# start of Passage given

30. In a supplementary report issued in the light of comments made in para 33 of my decision in Re Mansal Securities Ltd and others' appeals [2009] 20 EG 104, Mr Willson made the following additional points. He was not aware of any general evidence to suggest that there were widespread problems in recovering service charge contributions. It did not follow from the fact that people lived in high value properties that they had substantial incomes from which to meet repair costs. Pensioners, for example, might be "asset rich" but still have modest disposable incomes. A number of factors needed to be borne in mind when attempting to use house price data to assess variations in growth rates. In Hildron Finance Ltd v Greenhill (Hampstead) Ltd [2008] 1EGLR 179, the Tribunal (HH Judge Reid QC and N J Rose FRICS) suggested that periods in the region of 50 years, with different starting dates, should be looked at in order to obtain a reliable indication of the long term movement in residential values. This analysis could not be undertaken in practice. The Nationwide UK House Price Index was the only one which covered a 50 year period and this looked only at the national picture. In the 1970s the Nationwide and the Halifax started to produce indices, showing changes in house prices on a regional basis. They used the standard West Midlands economic region, used regularly in the production of economic statistics. It covered an area of 12,998 sq km (5,019 sq miles), ranging from Stoke-on-Trent in the north to Hereford in the south and from the Welsh
border to Rugby. It contained a wide range of properties in many very different locations. There was therefore likely to be considerable variation, at least in the short term, in the rate of change in prices within the region. Local factors were likely to be masked by the wider regional picture. A number of indices had recently been compiled at a more local level, usually based on local authority areas. Even at this level variations could be hidden, particularly in large local authority areas like Birmingham. Moreover, most of these indices only went back to 2000, when HM Land Registry started to make sale prices available. Ideally, long term data would be available for local areas. Even this would create problems, since if the pool of data was too small, individual transactions started to skew the results.
31. Mr Willson drew attention to the fact that the way the Nationwide UK House Price Index was calculated had been changed four times. It was not clear whether this made any difference, but it highlighted the difficulties of using such data, particularly for non-statisticians. The Lands Tribunal had expressed a desire to see a comparison of different indices over different periods. It was difficult to make that comparison, even when the indices existed, because it was not clear how they had been compiled and what data had been used. The Nationwide and Halifax West Midlands indices showed very different rates of change for the same region and property types.
32. Mr Willson concluded that all these factors tended to undermine the usefulness of such statistical information. At best, they presented an unreliable picture of the past and were not a useful guide to future performance.
33. Dealing with Mr Rutledge's reference to changes in legislation, Mr Willson said that the Residential Property Tribunal Service website indicated that there had been only six service charge disputes in Birmingham in 2007. Given that Birmingham was significantly larger than any of the London boroughs, this did not suggest that the problem was more serious in Birmingham.
34. In his supplementary report Mr Rutledge said that he had spent much time seeking an experienced expert witness who might be willing to give further evidence before the Tribunal in relation to the PCL investment market. In preliminary informal conversations with senior partners/directors of many of the largest firms in the country, it was clear that they shared his general view that the property investment market in PCL was unlike that in any other part of the country. However, in every case the individual concerned had been unable or unwilling to appear before the Tribunal because of conflicts of interest with clients owning properties outside London.

# end of Passage given

> Tasks to complete:
a) In the tribunal passage on house price evidence, how many times had the method of calculating the Nationwide UK House Price Index been changed?
b) Reproduce word for word everything in the tribunal passage on house price evidence from "34. In his supplementary" down to "properties outside London.".
c) Write the next part of the tribunal passage on house price evidence, picking up after its last sentence.

# start of Data

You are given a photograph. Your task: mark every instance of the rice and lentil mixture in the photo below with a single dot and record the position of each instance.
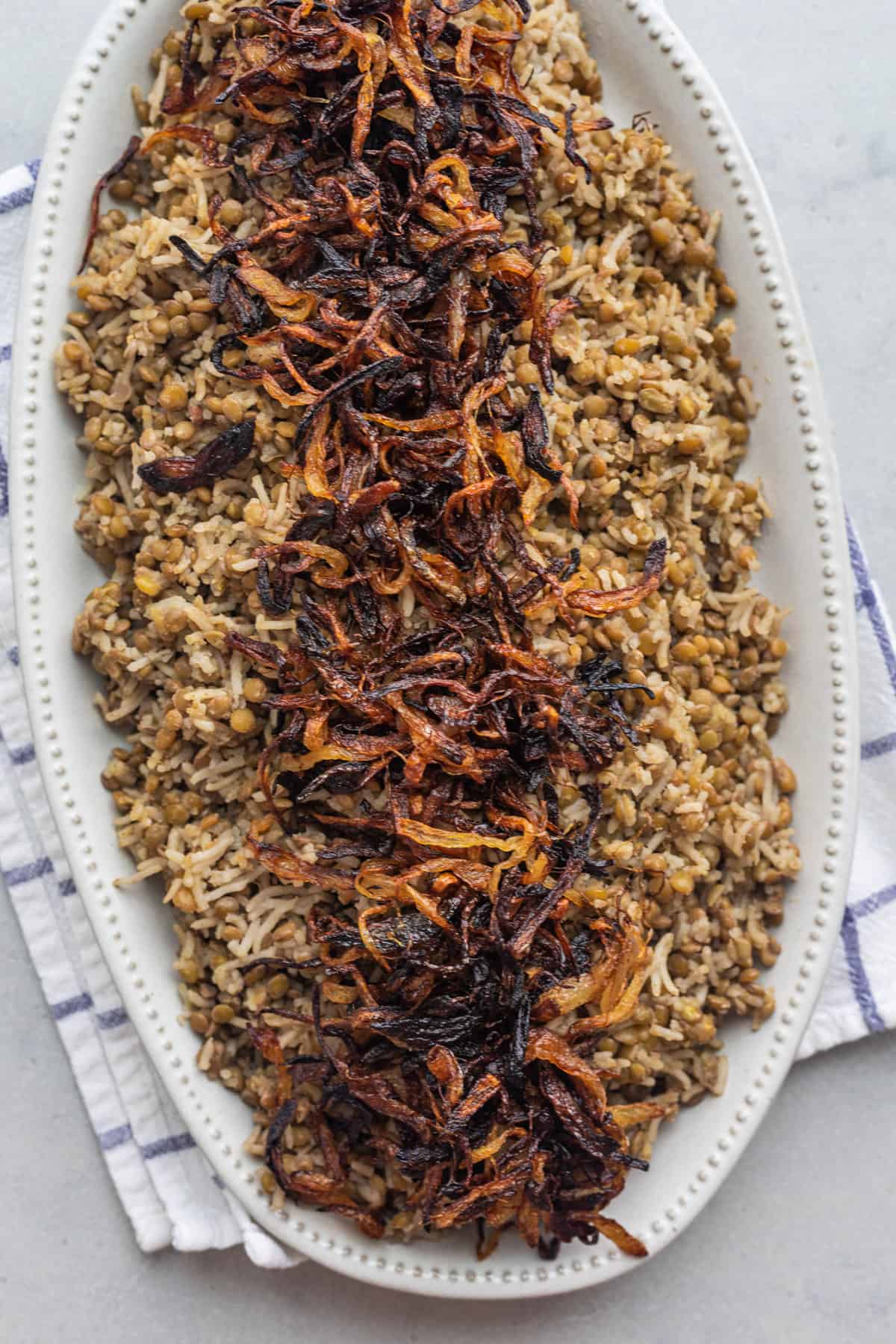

# end of Data

> Task-by-task results:
a) Four times.

b)
34. In his supplementary report Mr Rutledge said that he had spent much time seeking an experienced expert witness who might be willing to give further evidence before the Tribunal in relation to the PCL investment market. In preliminary informal conversations with senior partners/directors of many of the largest firms in the country, it was clear that they shared his general view that the property investment market in PCL was unlike that in any other part of the country. However, in every case the individual concerned had been unable or unwilling to appear before the Tribunal because of conflicts of interest with clients owning properties outside London.

c)
35. Mr Rutledge said that he had made further extensive enquiries to discover whether there were other relevant sources of statistical information. He had obtained clarification from the compilers of the Nationwide and Halifax statistics of the different methodologies employed. It was clear from his enquiries of one of Nationwide's senior analysts that, contrary to the suggestion in Mansal, the Nationwide did not include studio flats at all in their calculations. Their main regional indices were weighted according to transactions in each area and covered all properties, subject to their "cleansing" criteria used to strip out unusual cases. This system of weighting allowed them to adjust the mix of properties in the sample in each quarter, with
weights being updated periodically to reflect changes in the types of property sold. This process ensured that the series was adjusted to remove any inconsistencies. The purpose of these adjustments was to achieve a consistent series which could be used for long run analysis. Mr Rutledge also produced a copy of the Halifax House Price Index technical details and background. Halifax, too, used methods of standardisation and disaggregation of prices into their constituent parts, to enable them to track the value of a typical property over time on a like for like basis (ie with the same characteristics). The Halifax database started in 1983. Their technical details section emphasised that the size of the database was exceptionally large because of the number of transactions financed by the Halifax each month, and because the scope of their data collection was more extensive than anything hitherto available in the UK.
36. Although Mr Rutledge was not an expert statistician, he felt that the striking feature of the statistics summarised in his first expert report and as illustrated in his comparative property price graph was that in the long term both the Halifax and Nationwide tables produced remarkably similar statistics. A comparison of the Nationwide regional table from 1973 for the West Midlands and the Halifax West Midlands table for all properties from 1983 showed little variance.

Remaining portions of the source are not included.